____ PROVIDED RECORDS
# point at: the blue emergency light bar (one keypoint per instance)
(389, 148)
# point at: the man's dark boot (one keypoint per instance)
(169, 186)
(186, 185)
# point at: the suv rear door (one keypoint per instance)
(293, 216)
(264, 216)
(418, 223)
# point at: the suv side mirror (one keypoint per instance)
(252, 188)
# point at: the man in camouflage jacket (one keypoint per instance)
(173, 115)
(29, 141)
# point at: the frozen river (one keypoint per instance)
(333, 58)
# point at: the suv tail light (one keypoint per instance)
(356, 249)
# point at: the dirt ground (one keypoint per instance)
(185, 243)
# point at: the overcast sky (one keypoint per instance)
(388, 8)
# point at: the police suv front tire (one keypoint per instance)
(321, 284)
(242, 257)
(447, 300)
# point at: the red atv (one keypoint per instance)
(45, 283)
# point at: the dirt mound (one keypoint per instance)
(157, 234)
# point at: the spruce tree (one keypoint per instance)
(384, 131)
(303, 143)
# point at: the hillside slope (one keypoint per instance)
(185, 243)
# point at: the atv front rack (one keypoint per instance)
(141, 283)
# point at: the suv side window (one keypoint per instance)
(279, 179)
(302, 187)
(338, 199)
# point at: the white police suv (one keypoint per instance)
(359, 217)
________
Reproduce the records verbatim, from the line that contains "# point at: the overcast" through the last line of the records, with both of those lines included.

# point at: the overcast sky (one keypoint per instance)
(388, 8)
# point at: the police suv front tire (one keypoint per instance)
(321, 284)
(242, 257)
(447, 300)
# point at: the red atv (one keypoint per instance)
(45, 283)
# point at: the dirt mound (one keypoint per instance)
(157, 234)
# point at: the spruce tree (one keypoint per instance)
(384, 131)
(303, 143)
# point at: the hillside slope (one keypoint per instance)
(185, 243)
# point at: the atv front rack (one keypoint per instance)
(141, 283)
# point at: the suv side window (one keypoint per instance)
(279, 179)
(302, 187)
(338, 199)
# point at: the white police suv (one keypoint per instance)
(359, 217)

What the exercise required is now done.